---------- TEXT TO READ
The statistical summary of groundwater quality was presented in Table 1 for understanding the general quality of groundwater in the study area. Nitrate concentrations as low as BDL to a maximum of 275 mg NO3/L were observed in the groundwater during August 1998. The minimum concentrations in February 1999 were the same as in August 1998 and the maximum observed in this period is 450 mg NO3/L. In most of the villages, the concentrations were less than 50 mg NO3/L (Fig. 4a). The spatial distribution of nitrate during August 1998 and February 1999 was shown in Fig. 5a, b. Increase in nitrate concentrations was observed from August 1998 to February 1999 in most of the well waters (Fig. 4b). The highest increase of 333 mg NO3/L (i.e. the difference of 450 and 117 mg/L) was observed from August 1998 to February 1999 at well No. 25.
Discussion
It is well known that the nitrogenous fertilisers are one of the important sources for groundwater nitrate for the past two decades. The approximate nitrogen inputs applied to the study area are presented in Table 2. The consumption of huge quantities of nitrogenous fertilisers per year is supposed to increase the nitrate levels in the groundwater. Contrary to this expectation, most of the area records less nitrate (Figs. 4, 5a, b). Seventy two villages in August 1998 and more or less similar number of villages during February 1999 registered nitrate concentrations less than 25 mg/L. These low nitrate (< 25 mg/L) concentrations are attributed to be derived from nitrogenous fertilisers, since many investigators (Malik and Banerji 1981; Handa 1983; Sankaranarayana et al. 1989; Sehgal et al. 1989; Bulusu and Pande 1990; Mehta et al. 1990; Kondratas and Mikalauskas 1973; Klimas and Paukstys 1993; Hamilton and Shedlock 1992; Kolpin et al. 1994) have reported that the contribution of nitrate from the fertiliser to the groundwater can vary from as little as 3 mg/L to as much as 1,800 mg/L. Further, nitrogenous materials are rare in geologic system (Uma 1993).
--------------------
TASKS TO CARRY OUT:
1 - In the groundwater nitrate passage, what was the highest nitrate concentration recorded in February 1999?
2 - Reproduce the groundwater nitrate passage word for word from "The statistical summary" to "well No. 25.".
---------- DATA EXTRACT
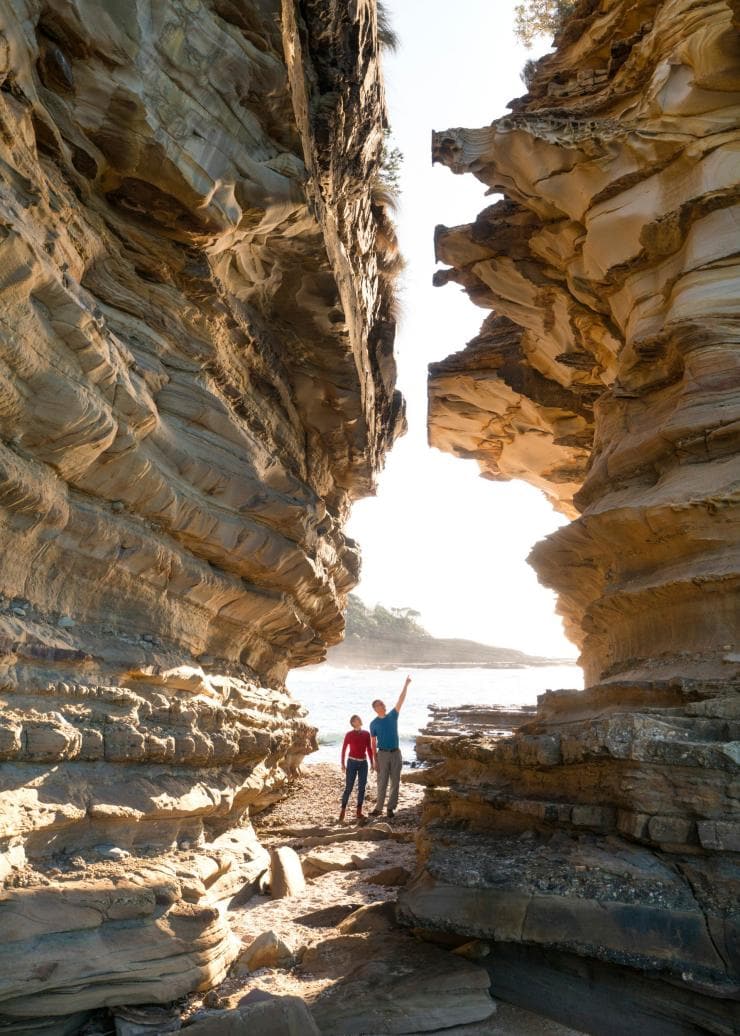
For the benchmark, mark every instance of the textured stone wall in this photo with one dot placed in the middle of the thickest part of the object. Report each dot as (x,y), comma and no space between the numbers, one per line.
(608,374)
(196,381)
--------------------
THE SOLUTIONS:
1 - 450 mg NO3/L

2 -
The statistical summary of groundwater quality was presented in Table 1 for understanding the general quality of groundwater in the study area. Nitrate concentrations as low as BDL to a maximum of 275 mg NO3/L were observed in the groundwater during August 1998. The minimum concentrations in February 1999 were the same as in August 1998 and the maximum observed in this period is 450 mg NO3/L. In most of the villages, the concentrations were less than 50 mg NO3/L (Fig. 4a). The spatial distribution of nitrate during August 1998 and February 1999 was shown in Fig. 5a, b. Increase in nitrate concentrations was observed from August 1998 to February 1999 in most of the well waters (Fig. 4b). The highest increase of 333 mg NO3/L (i.e. the difference of 450 and 117 mg/L) was observed from August 1998 to February 1999 at well No. 25.